# [Page text]
※ ※ ※

No design exists in isolation. As designers, we often imagine specific situations in which people will use our product. It might be indeed quite common — but there will also be other — urgent, frustrating, stressful situations. And they are the ones that we rarely account for.

So how do we account for such situations? How can we help people use our products while coping with stress — without adding to their cognitive load? Let’s take a closer look.

Study Where Your Product Fits Into People’s Lives

When designing digital products, sometimes we get a bit too attached to our shiny new features and flows — often forgetting the messy reality in which these features and flows have to neatly fit. And often it means 10s of other products, 100s of other tabs, and 1000s of other emails.

An example of a split screen with two power consumption dashboards on a 22-inch screen.
Design never exists in isolation. It must fit the user’s context and their expectations to do its job. (Image source: Engine And Power Dashboard) (Large preview)

If your customers have to use a slightly older machine, with a smallish 22” screen and a lot of background noise, they might use your product differently than you might have imagined, e.g., splitting the screen into halves to see both views at the same time (as displayed above).

Chances are high that our customers will use our product while doing something else, often with very little motivation, very little patience, plenty of urgent (and way more important) problems, and an unhealthy dose of stress. And that’s where our product must do its job well.

What Is Stress?

What exactly do we mean when we talk about “stress”? As H Locke noted, stress is the body’s response to a situation it cannot handle. There is a mismatch between what people can control, their own skills, and the challenge in front of them.

If the situation seems unmanageable and the goal they want to achieve moves further away, it creates an enormous sense of failing. It can be extremely frustrating and demotivating.

SOS Emergency System
Stress has many levels. The key is not to let it spiral into dangerous zones. (Image source: Alypain) (Large preview)

Some failures have a local scope, but many have a far-reaching impact. Many people can’t choose the products they have to use for work, so when a tool fails repeatedly, causes frustration, or is unreliable, it affects the worker, the work, the colleagues, and processes within the organization. Fragility has a high cost — and so does frustration.

How Stress Influences User Interactions

It’s not a big surprise: stress disrupts attention, memory, cognition, and decision-making. It makes it difficult to prioritize and draw logical conclusions. In times of stress, we rely on fast, intuitive judgments, not reasoning. Typically, it leads to instinctive responses based on established habits.

Designing For Stress And Emergency
Overwhelming products can add to the cognitive load and lead to mistakes. However, people also get used to any products once they’ve used them long enough. (Large preview)

※ ※ ※

# [Supplied data]

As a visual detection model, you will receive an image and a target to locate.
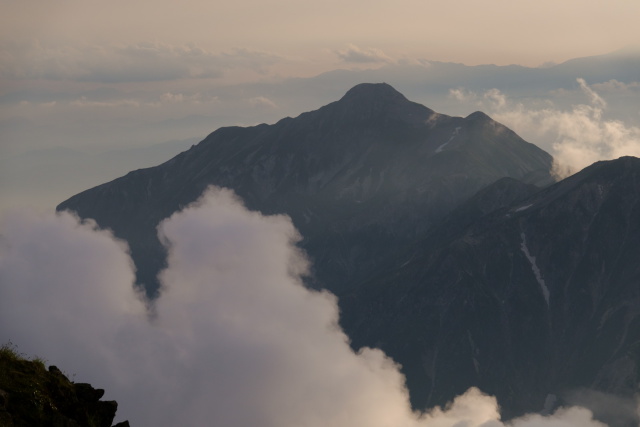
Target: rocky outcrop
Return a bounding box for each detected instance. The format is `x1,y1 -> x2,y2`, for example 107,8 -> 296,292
0,346 -> 129,427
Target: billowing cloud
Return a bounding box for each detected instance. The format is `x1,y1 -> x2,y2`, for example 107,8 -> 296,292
449,78 -> 640,177
335,44 -> 395,64
0,40 -> 282,83
0,188 -> 616,427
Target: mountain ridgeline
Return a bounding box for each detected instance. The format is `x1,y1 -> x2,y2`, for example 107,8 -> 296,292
58,84 -> 553,294
58,84 -> 640,422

※ ※ ※

# [Work required]
In the text on designing for stress, how does H Locke define stress?

# [Exercise solution]
Stress is the body's response to a situation it cannot handle.